DATA EXCERPTS:
-- BEGIN --
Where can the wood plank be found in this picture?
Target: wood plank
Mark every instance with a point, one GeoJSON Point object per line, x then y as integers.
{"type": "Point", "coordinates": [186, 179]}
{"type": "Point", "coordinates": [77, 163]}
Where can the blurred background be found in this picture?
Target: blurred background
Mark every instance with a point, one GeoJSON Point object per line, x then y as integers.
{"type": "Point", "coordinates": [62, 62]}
-- END --
-- BEGIN --
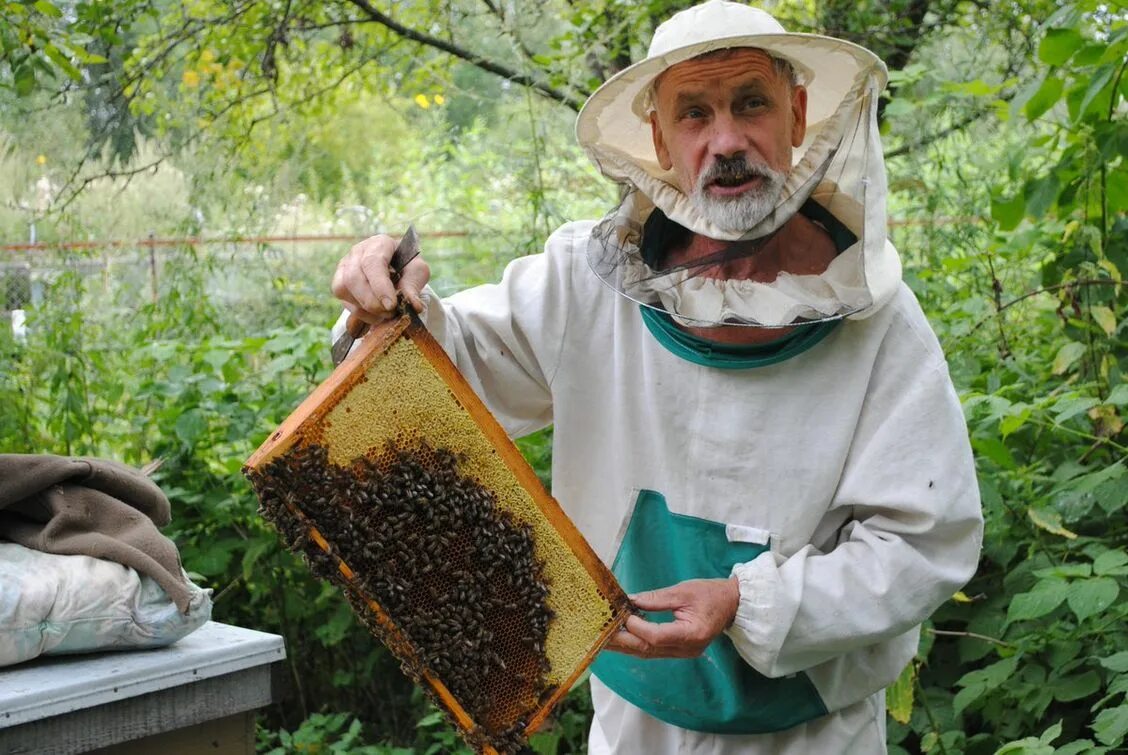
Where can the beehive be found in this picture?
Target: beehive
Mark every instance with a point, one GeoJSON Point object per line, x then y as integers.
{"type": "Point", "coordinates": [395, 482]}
-- END --
-- BEGIN --
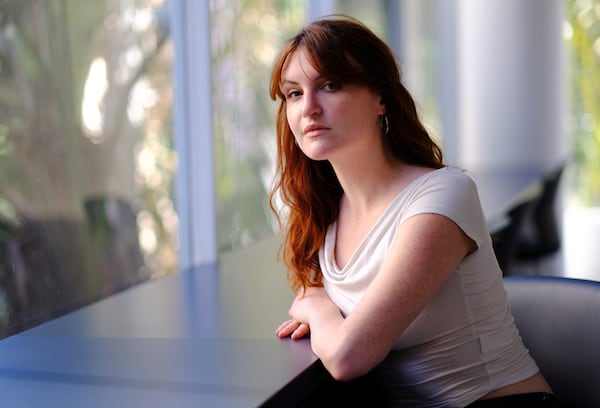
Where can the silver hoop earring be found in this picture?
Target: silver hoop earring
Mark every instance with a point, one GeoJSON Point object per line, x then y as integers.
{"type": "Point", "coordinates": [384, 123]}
-- END --
THE TASK:
Pick out and copy every line in the records that contains the word "found". Case counts, so only lines with that exact capitalization qualify.

ANSWER TO THE TASK:
Where can the wood plank be found in this picture?
Where can the blurred background be found in this picture?
Where can the beehive be found in this picture?
Where can the silver hoop earring be found in this picture?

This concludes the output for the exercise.